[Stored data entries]
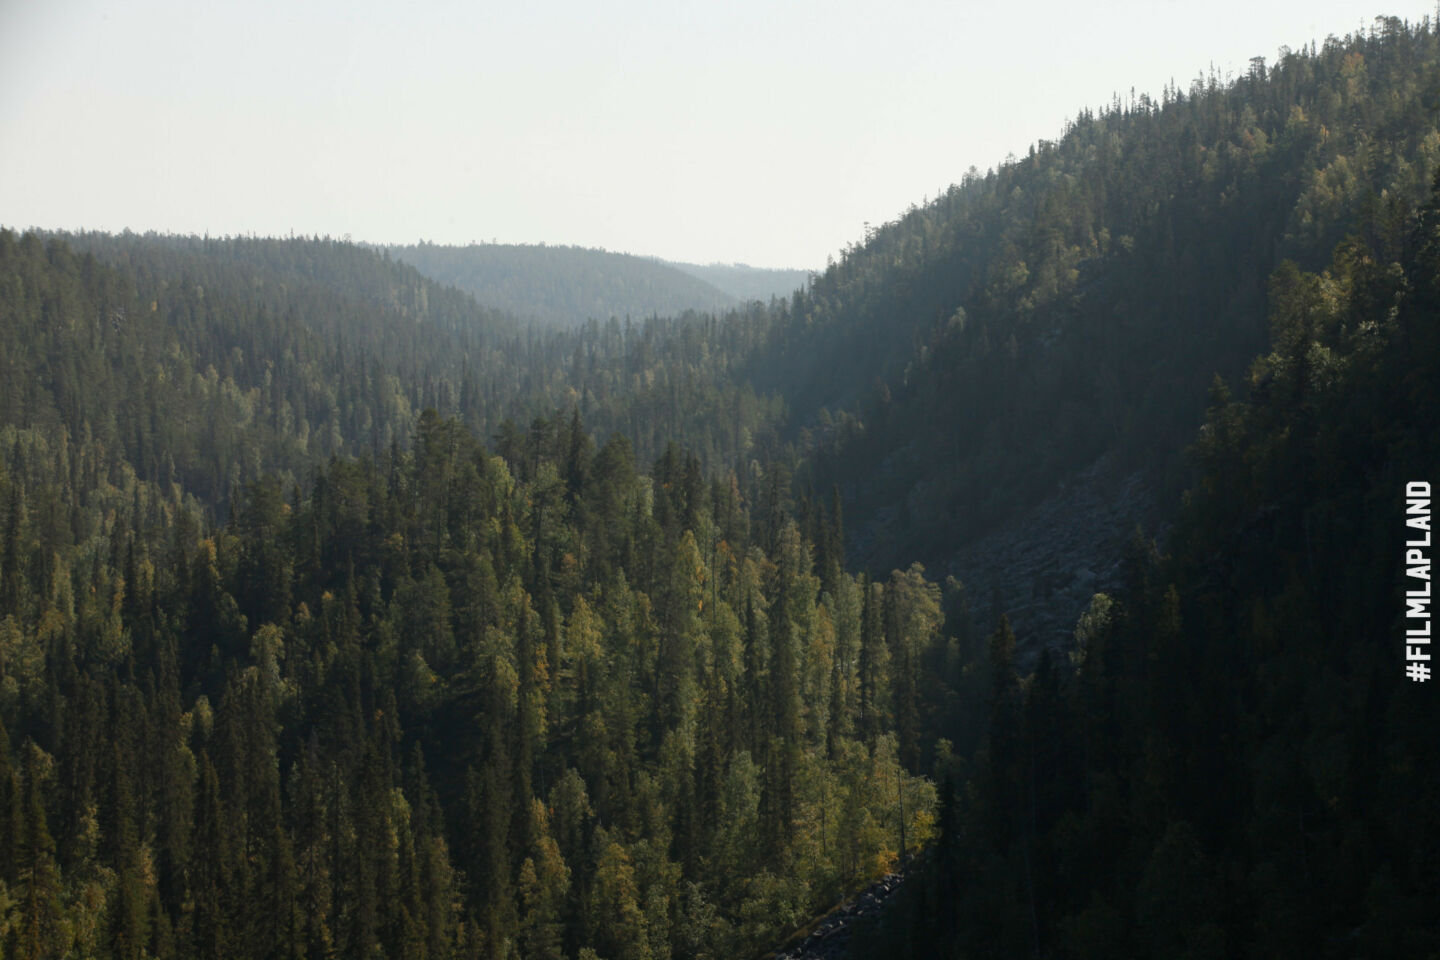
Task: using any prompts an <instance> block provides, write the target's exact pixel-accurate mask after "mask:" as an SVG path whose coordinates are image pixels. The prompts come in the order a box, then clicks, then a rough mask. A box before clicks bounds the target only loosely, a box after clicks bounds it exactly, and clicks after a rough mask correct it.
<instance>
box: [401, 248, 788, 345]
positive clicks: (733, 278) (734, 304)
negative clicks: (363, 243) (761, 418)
mask: <svg viewBox="0 0 1440 960" xmlns="http://www.w3.org/2000/svg"><path fill="white" fill-rule="evenodd" d="M384 249H386V250H387V252H389V253H390V255H393V256H396V258H399V259H400V261H405V262H406V263H412V265H413V266H415V268H416V269H419V271H420V272H422V273H425V275H426V276H429V278H431V279H435V281H439V282H442V284H446V285H451V286H456V288H459V289H462V291H465V292H468V294H471V295H474V296H475V299H477V301H478V302H481V304H485V305H488V307H494V308H497V309H503V311H505V312H510V314H513V315H516V317H521V318H527V320H537V321H543V322H546V324H552V325H560V327H575V325H579V324H583V322H585V321H586V320H600V321H603V320H609V318H612V317H618V318H621V320H624V318H626V317H628V318H632V320H641V318H645V317H674V315H678V314H683V312H685V311H696V312H717V311H723V309H726V308H730V307H734V305H736V304H737V302H740V301H743V299H766V301H768V299H769V292H766V294H765V295H763V296H752V295H750V292H753V291H769V288H770V285H775V284H779V288H778V289H779V292H780V294H782V295H786V296H788V295H789V294H791V292H792V291H793V288H788V286H785V284H788V281H789V276H791V275H792V273H798V272H796V271H757V269H755V268H740V266H736V268H700V266H691V265H680V263H667V262H664V261H658V259H654V258H647V256H634V255H629V253H611V252H608V250H592V249H586V248H579V246H549V245H513V243H472V245H469V246H438V245H433V243H419V245H415V246H390V248H384ZM713 281H719V282H713Z"/></svg>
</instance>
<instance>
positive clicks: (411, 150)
mask: <svg viewBox="0 0 1440 960" xmlns="http://www.w3.org/2000/svg"><path fill="white" fill-rule="evenodd" d="M1385 1H1388V7H1371V6H1367V4H1364V3H1355V1H1354V0H1351V1H1346V3H1338V1H1333V0H1302V1H1293V0H1287V1H1284V3H1266V0H1208V1H1207V3H1194V1H1187V3H1169V1H1166V0H1149V1H1145V3H1083V1H1077V0H1032V1H1031V3H1027V4H999V3H972V1H965V3H926V1H906V0H901V1H890V3H886V4H881V3H880V0H865V1H864V3H852V1H850V0H825V1H824V3H785V1H783V0H770V1H759V0H732V1H730V3H690V1H687V0H667V1H664V3H639V1H634V0H589V1H586V3H580V1H575V0H569V1H563V3H557V1H549V3H547V1H543V0H541V1H533V3H521V1H520V0H507V1H505V3H495V1H491V0H469V1H468V3H410V4H408V3H396V1H395V0H390V1H389V3H369V1H366V0H343V1H331V3H268V1H264V0H261V1H256V0H246V1H245V3H210V1H206V0H202V1H194V0H186V1H181V3H164V1H157V0H138V1H128V3H86V1H79V0H0V223H4V225H9V226H19V227H24V226H45V227H66V229H75V227H89V229H105V230H120V229H124V227H131V229H135V230H147V229H158V230H171V232H183V233H203V232H209V233H210V235H226V233H259V235H284V233H289V232H292V230H294V232H295V233H321V235H325V233H328V235H333V236H341V235H346V233H350V235H351V236H353V237H354V239H357V240H373V242H415V240H418V239H420V237H423V239H428V240H435V242H442V243H468V242H471V240H488V239H498V240H501V242H513V243H531V242H541V240H544V242H549V243H577V245H583V246H603V248H606V249H611V250H626V252H632V253H654V255H660V256H665V258H670V259H683V261H698V262H710V261H723V262H733V261H743V262H749V263H753V265H763V266H801V268H819V266H822V265H824V262H825V256H827V255H829V253H837V252H838V250H840V249H841V248H844V246H845V245H847V243H850V242H852V240H857V239H860V237H861V235H863V232H864V226H863V225H864V223H865V222H867V220H868V222H871V223H883V222H886V220H890V219H894V217H896V216H897V214H900V213H901V212H903V210H904V209H906V207H907V206H909V204H910V203H919V201H922V200H923V199H924V197H926V196H935V194H936V193H937V191H939V190H940V189H943V187H945V186H948V184H949V183H952V181H956V180H959V178H960V177H962V176H963V173H965V170H966V168H968V167H971V166H972V164H973V166H976V167H979V168H981V170H985V168H988V167H992V166H994V164H996V163H999V161H1001V160H1004V158H1005V155H1007V154H1008V153H1015V154H1017V155H1021V154H1024V153H1025V150H1027V148H1028V145H1030V144H1031V142H1032V141H1035V140H1040V138H1056V137H1057V135H1058V134H1060V130H1061V125H1063V124H1064V121H1066V119H1067V118H1070V117H1074V114H1076V111H1077V109H1080V108H1083V107H1087V105H1089V107H1099V105H1102V104H1104V102H1109V99H1110V96H1112V94H1113V92H1116V91H1123V92H1128V91H1130V88H1135V89H1136V92H1140V91H1148V92H1151V94H1155V95H1158V94H1159V92H1161V89H1162V86H1164V85H1165V83H1166V82H1169V81H1172V79H1174V81H1175V82H1176V83H1179V85H1181V86H1187V88H1188V85H1189V81H1192V79H1194V78H1195V76H1197V75H1200V73H1201V72H1205V71H1208V69H1210V66H1211V65H1214V66H1215V68H1217V69H1218V71H1221V72H1225V71H1228V72H1231V73H1240V72H1244V69H1246V68H1247V62H1248V59H1250V58H1251V56H1264V58H1267V59H1273V58H1274V55H1276V50H1277V49H1279V47H1280V46H1282V45H1289V46H1292V47H1299V46H1300V45H1305V43H1309V42H1310V40H1312V39H1316V40H1320V42H1323V39H1325V36H1326V35H1344V33H1348V32H1352V30H1355V29H1359V27H1362V26H1368V24H1369V23H1371V20H1372V19H1374V16H1375V14H1380V13H1385V14H1392V16H1400V17H1405V19H1408V20H1418V19H1420V17H1421V16H1424V14H1427V13H1433V10H1434V6H1433V3H1421V1H1413V0H1405V1H1400V0H1385Z"/></svg>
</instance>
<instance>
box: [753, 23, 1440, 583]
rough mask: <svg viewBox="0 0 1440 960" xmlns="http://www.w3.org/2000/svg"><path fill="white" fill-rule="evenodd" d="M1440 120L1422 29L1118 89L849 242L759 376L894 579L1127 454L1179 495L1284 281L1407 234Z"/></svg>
mask: <svg viewBox="0 0 1440 960" xmlns="http://www.w3.org/2000/svg"><path fill="white" fill-rule="evenodd" d="M1437 108H1440V32H1437V30H1436V27H1434V24H1430V23H1426V24H1420V26H1405V24H1403V23H1400V22H1397V20H1384V22H1378V23H1377V26H1375V29H1374V30H1372V32H1369V33H1365V35H1356V36H1354V37H1349V39H1345V40H1336V39H1331V40H1328V42H1326V43H1325V45H1323V46H1312V47H1309V49H1302V50H1284V52H1282V56H1280V58H1279V59H1277V60H1276V62H1274V63H1272V65H1266V63H1264V62H1263V60H1256V62H1254V63H1253V65H1251V69H1250V72H1248V73H1247V75H1244V76H1241V78H1237V79H1233V81H1230V82H1221V79H1220V78H1215V76H1210V78H1202V79H1197V81H1195V82H1194V83H1192V85H1191V86H1189V89H1188V91H1187V89H1178V88H1171V89H1166V91H1165V92H1164V95H1162V96H1161V98H1159V99H1151V98H1148V96H1143V95H1142V96H1138V98H1133V96H1132V98H1130V99H1128V101H1125V102H1122V101H1120V99H1119V98H1116V102H1115V104H1113V105H1112V107H1110V108H1107V109H1104V111H1100V112H1089V111H1087V112H1083V114H1080V115H1079V117H1077V118H1076V121H1074V122H1073V124H1071V125H1070V127H1068V130H1067V131H1066V132H1064V135H1063V137H1060V138H1058V140H1057V141H1053V142H1041V144H1038V145H1037V147H1035V148H1034V150H1032V151H1031V154H1030V155H1027V157H1024V158H1020V160H1018V161H1014V163H1009V164H1004V166H1001V167H999V168H996V170H994V171H991V173H989V174H985V176H979V174H972V176H971V177H968V178H966V180H965V181H962V183H960V184H956V186H953V187H950V189H949V190H948V191H945V193H943V194H942V196H939V197H937V199H935V200H933V201H930V203H927V204H924V206H919V207H913V209H912V210H910V212H907V213H906V214H904V216H901V217H900V219H899V220H896V222H893V223H887V225H884V226H881V227H878V229H876V230H874V232H873V233H871V235H870V237H868V242H867V243H864V245H863V246H855V248H851V249H850V250H847V252H845V253H844V256H841V258H840V261H838V262H837V263H834V265H832V266H831V269H828V271H827V272H825V273H824V275H821V276H818V278H816V281H815V282H814V285H812V286H811V289H809V291H808V292H806V294H804V295H801V296H796V298H795V301H793V304H792V309H791V311H789V320H788V321H785V322H778V324H776V325H775V327H773V340H772V343H770V345H769V347H768V350H766V353H763V354H762V356H763V360H762V361H760V363H759V364H757V366H756V379H755V383H756V384H757V387H760V389H766V390H779V391H782V393H783V394H785V397H786V400H788V403H789V406H791V409H792V410H793V412H795V413H796V423H795V426H796V427H799V426H806V427H809V429H811V430H812V432H814V433H815V446H816V448H818V449H815V450H814V453H812V456H811V466H809V469H811V471H814V475H815V481H814V482H815V485H816V486H818V488H822V489H829V486H831V485H832V484H838V485H840V486H841V491H842V492H844V495H845V499H847V508H848V511H850V514H848V515H850V517H851V530H852V531H854V533H855V534H864V535H863V537H857V541H860V543H863V544H865V547H867V550H865V553H864V556H860V557H857V560H858V561H860V563H864V564H867V566H870V567H873V569H880V570H883V569H888V567H890V566H893V564H904V563H910V561H912V560H920V561H923V563H926V564H929V566H937V564H939V563H942V561H945V560H948V558H949V557H950V556H952V554H953V551H955V550H956V547H958V545H959V544H960V543H963V541H965V538H968V537H972V535H975V534H978V533H982V531H986V530H991V528H994V527H995V525H998V524H1001V522H1004V521H1005V520H1007V518H1008V517H1011V515H1012V514H1014V511H1015V510H1017V508H1021V507H1025V505H1028V504H1031V502H1034V501H1035V499H1038V498H1040V497H1044V495H1045V494H1048V492H1051V491H1053V489H1054V488H1056V485H1057V481H1060V479H1061V478H1066V476H1067V475H1070V474H1071V472H1074V471H1076V469H1079V468H1083V466H1086V465H1087V463H1090V462H1093V461H1094V459H1096V458H1097V456H1100V455H1103V453H1106V452H1115V453H1116V455H1117V456H1120V458H1122V459H1123V461H1128V462H1130V463H1145V465H1149V466H1153V468H1156V474H1158V475H1162V476H1164V478H1165V482H1166V484H1168V486H1169V489H1171V492H1172V495H1174V494H1178V492H1179V486H1181V485H1182V482H1184V478H1185V471H1184V468H1182V463H1181V462H1179V459H1178V458H1179V452H1181V448H1182V446H1184V443H1185V438H1189V436H1192V433H1194V430H1195V429H1197V427H1198V426H1200V423H1201V420H1202V417H1204V409H1205V397H1207V390H1208V387H1210V379H1211V377H1212V376H1214V374H1215V373H1221V374H1223V376H1225V377H1227V379H1228V380H1234V379H1237V377H1238V376H1241V374H1243V373H1244V370H1246V366H1247V364H1248V363H1250V358H1251V357H1254V356H1256V354H1257V353H1261V351H1263V350H1264V348H1266V347H1267V340H1266V337H1267V330H1266V325H1264V317H1266V282H1267V278H1269V275H1270V273H1272V271H1274V269H1276V268H1277V266H1279V263H1280V262H1282V261H1283V259H1293V261H1296V262H1297V263H1299V265H1300V266H1302V268H1305V269H1312V271H1316V269H1320V268H1322V266H1323V265H1325V263H1326V262H1328V259H1329V255H1331V252H1332V249H1333V248H1335V245H1336V243H1338V242H1339V240H1341V239H1344V237H1345V236H1346V235H1349V233H1355V232H1359V233H1362V235H1364V236H1365V237H1367V239H1368V240H1371V242H1375V243H1391V242H1392V239H1394V236H1395V233H1397V232H1403V230H1404V223H1405V222H1407V217H1408V216H1411V213H1413V210H1414V209H1416V206H1417V204H1420V203H1423V201H1424V200H1426V196H1427V193H1428V181H1430V173H1431V171H1433V170H1434V168H1436V164H1437V163H1440V127H1437ZM1385 237H1388V239H1385ZM821 407H828V413H825V412H821Z"/></svg>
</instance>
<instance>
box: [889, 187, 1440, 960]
mask: <svg viewBox="0 0 1440 960" xmlns="http://www.w3.org/2000/svg"><path fill="white" fill-rule="evenodd" d="M1404 240H1405V242H1403V243H1401V245H1400V246H1398V248H1397V249H1394V250H1387V249H1384V248H1382V246H1377V245H1375V243H1372V242H1369V240H1365V239H1359V237H1355V239H1352V240H1349V242H1346V243H1344V245H1341V246H1339V248H1338V250H1336V253H1335V256H1333V259H1332V261H1331V263H1329V265H1328V268H1326V269H1325V271H1323V272H1320V273H1306V272H1302V271H1299V269H1296V268H1295V266H1293V265H1284V266H1282V268H1280V269H1277V272H1276V275H1274V276H1273V279H1272V296H1270V304H1272V308H1270V332H1272V337H1270V338H1272V348H1270V350H1269V351H1267V353H1266V354H1264V356H1261V357H1259V358H1257V360H1256V361H1254V363H1253V366H1251V368H1250V371H1248V374H1247V376H1246V377H1244V386H1243V390H1244V393H1243V394H1241V399H1236V397H1234V396H1231V393H1230V391H1228V390H1227V389H1225V387H1224V384H1220V383H1217V384H1215V389H1214V393H1212V396H1211V407H1210V412H1208V416H1207V417H1205V423H1204V426H1202V429H1201V430H1200V432H1198V435H1197V436H1195V440H1194V443H1195V461H1197V466H1198V478H1197V484H1195V485H1194V486H1192V488H1191V491H1189V494H1188V497H1187V501H1185V507H1184V510H1182V511H1181V514H1179V520H1178V524H1176V533H1175V537H1174V540H1172V543H1174V553H1172V554H1171V556H1168V557H1166V556H1159V554H1158V553H1156V551H1155V548H1153V545H1152V544H1146V543H1143V541H1136V543H1135V545H1133V548H1132V550H1130V551H1129V554H1128V557H1126V564H1125V571H1126V574H1125V586H1123V587H1122V590H1120V592H1117V594H1116V596H1113V597H1110V596H1096V597H1094V600H1093V603H1092V604H1090V607H1089V610H1087V613H1086V616H1084V617H1083V619H1081V622H1080V623H1079V626H1077V629H1076V640H1077V649H1076V656H1074V661H1076V664H1077V669H1076V671H1074V672H1071V671H1068V669H1061V668H1058V664H1053V662H1051V661H1048V659H1045V661H1043V662H1041V665H1040V666H1038V668H1037V669H1035V672H1034V675H1032V676H1030V678H1024V679H1021V678H1017V676H1015V674H1014V669H1012V668H1011V666H1009V664H1008V662H1007V658H1005V651H1007V643H1005V639H1007V638H1005V633H1007V630H1005V629H1004V628H1002V629H999V630H996V635H995V638H994V640H992V651H995V656H994V664H995V675H996V678H998V679H996V682H995V685H994V691H992V695H991V728H989V734H988V741H986V747H985V750H982V751H979V753H978V754H976V756H975V757H973V763H972V764H969V766H962V764H942V767H940V777H942V780H948V784H942V794H943V796H945V802H943V803H942V815H940V823H942V832H943V836H942V839H940V842H939V843H937V846H936V849H935V855H933V858H932V861H930V862H929V865H927V868H926V871H924V879H917V881H912V882H907V885H906V894H904V897H906V902H904V904H903V905H901V907H900V908H899V910H897V911H896V914H894V915H893V917H890V918H888V923H887V924H886V930H884V931H883V936H881V937H880V938H878V941H877V943H874V944H873V946H871V950H868V951H865V953H863V954H861V956H864V957H894V956H916V957H975V956H1012V957H1014V956H1040V957H1051V956H1054V957H1073V959H1076V960H1083V959H1087V957H1117V956H1123V957H1138V959H1148V957H1155V959H1156V960H1158V959H1159V957H1178V956H1185V957H1405V956H1426V954H1427V953H1433V951H1434V947H1436V944H1437V943H1440V917H1437V914H1436V911H1434V910H1433V907H1427V905H1426V904H1431V905H1433V904H1434V902H1437V900H1440V875H1437V872H1436V869H1434V852H1436V851H1437V849H1440V829H1437V825H1436V819H1434V818H1433V816H1431V815H1430V812H1431V810H1433V809H1434V805H1436V802H1440V748H1437V744H1436V738H1434V731H1436V724H1437V723H1440V698H1437V697H1436V691H1434V689H1433V685H1434V679H1433V676H1431V678H1430V679H1427V681H1423V682H1417V679H1416V676H1414V674H1411V671H1420V669H1421V668H1423V669H1433V665H1434V664H1433V661H1428V659H1414V656H1417V655H1418V656H1431V649H1430V643H1428V638H1427V636H1416V635H1428V629H1430V619H1431V613H1433V612H1431V600H1430V580H1428V577H1430V576H1431V571H1430V563H1428V558H1430V557H1433V556H1434V545H1433V538H1431V531H1430V527H1431V521H1433V508H1434V499H1433V491H1434V489H1436V484H1437V482H1440V432H1437V430H1436V417H1437V415H1440V178H1437V181H1436V191H1434V194H1433V199H1431V201H1430V203H1428V204H1427V206H1426V207H1424V209H1423V210H1421V213H1420V216H1418V217H1414V219H1413V220H1410V222H1408V223H1407V225H1405V229H1404ZM1413 485H1414V486H1413ZM1411 551H1413V553H1411Z"/></svg>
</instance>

ACTION ITEM -> Pictures stay out. Transcribe the lines from the start of the entries above through the line with "positive clicks: (733, 278) (734, 304)", exactly.

PROBLEM SOLUTION ->
Task: using any prompts an <instance> block provides, write the target's exact pixel-accurate mask after "mask:" as an SVG path whose coordinates are image pixels. The prompts come in the order a box, then clicks, then a rough mask. A box before clicks bounds the target only loosely, a box after clicks bounds it exactly, and clicks after a rough mask correct it.
<instance>
box: [401, 248, 788, 345]
positive clicks: (733, 278) (734, 304)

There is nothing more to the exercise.